» WORK INSTRUCTIONS: Write out the data again, from the line containing "of the traditional" through the last line, with every line kept as it is except the coordinates. Shift each coordinate by adding 27 to both of its numbers.
** START SUPPLIED RECORDS **
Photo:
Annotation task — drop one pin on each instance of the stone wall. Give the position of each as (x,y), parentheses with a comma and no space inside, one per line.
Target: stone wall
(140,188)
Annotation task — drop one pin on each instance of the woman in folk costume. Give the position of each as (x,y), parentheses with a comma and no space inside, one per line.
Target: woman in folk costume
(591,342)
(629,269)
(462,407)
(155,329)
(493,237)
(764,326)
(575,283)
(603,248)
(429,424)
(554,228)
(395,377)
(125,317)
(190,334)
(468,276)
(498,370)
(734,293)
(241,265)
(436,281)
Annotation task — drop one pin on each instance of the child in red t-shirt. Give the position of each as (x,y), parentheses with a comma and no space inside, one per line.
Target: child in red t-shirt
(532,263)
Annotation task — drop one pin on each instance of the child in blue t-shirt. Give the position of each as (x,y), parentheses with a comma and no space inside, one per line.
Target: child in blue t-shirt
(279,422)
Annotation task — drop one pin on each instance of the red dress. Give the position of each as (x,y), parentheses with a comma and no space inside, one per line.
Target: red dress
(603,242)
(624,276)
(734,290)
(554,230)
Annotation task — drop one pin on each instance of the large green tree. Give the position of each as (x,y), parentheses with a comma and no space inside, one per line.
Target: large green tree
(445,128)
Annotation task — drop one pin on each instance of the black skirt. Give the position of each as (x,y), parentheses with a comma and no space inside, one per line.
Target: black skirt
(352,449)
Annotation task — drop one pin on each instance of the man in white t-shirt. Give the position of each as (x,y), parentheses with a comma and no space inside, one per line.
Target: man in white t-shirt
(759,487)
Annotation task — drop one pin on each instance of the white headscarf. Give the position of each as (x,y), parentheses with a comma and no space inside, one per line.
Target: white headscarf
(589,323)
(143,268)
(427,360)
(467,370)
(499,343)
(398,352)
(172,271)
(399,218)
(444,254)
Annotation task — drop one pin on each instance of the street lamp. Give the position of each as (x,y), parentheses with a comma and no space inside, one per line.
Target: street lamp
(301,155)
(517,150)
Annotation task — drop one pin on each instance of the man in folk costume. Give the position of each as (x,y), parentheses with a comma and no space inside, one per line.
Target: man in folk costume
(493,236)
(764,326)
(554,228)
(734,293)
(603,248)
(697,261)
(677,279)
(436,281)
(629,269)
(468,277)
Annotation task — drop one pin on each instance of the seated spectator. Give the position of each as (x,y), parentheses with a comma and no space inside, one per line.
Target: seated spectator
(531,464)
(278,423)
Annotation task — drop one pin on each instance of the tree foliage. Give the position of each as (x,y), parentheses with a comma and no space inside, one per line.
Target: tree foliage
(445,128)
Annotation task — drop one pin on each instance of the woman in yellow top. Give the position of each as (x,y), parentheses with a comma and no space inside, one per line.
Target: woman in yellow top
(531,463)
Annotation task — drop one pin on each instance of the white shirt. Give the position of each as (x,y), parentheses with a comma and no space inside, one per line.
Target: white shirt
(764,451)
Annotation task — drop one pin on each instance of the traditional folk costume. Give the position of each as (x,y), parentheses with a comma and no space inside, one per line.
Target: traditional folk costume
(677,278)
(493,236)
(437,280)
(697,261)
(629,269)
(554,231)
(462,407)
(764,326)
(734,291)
** END SUPPLIED RECORDS **
» ANSWER TO THIS TASK:
Annotation task — drop one pin on each instance of the traditional folk costume. Give the position of each as (x,y), parentheses with a comma and no space inside, one per line.
Target: traditional folk costume
(704,305)
(520,263)
(464,307)
(724,288)
(656,296)
(581,258)
(489,434)
(791,353)
(761,318)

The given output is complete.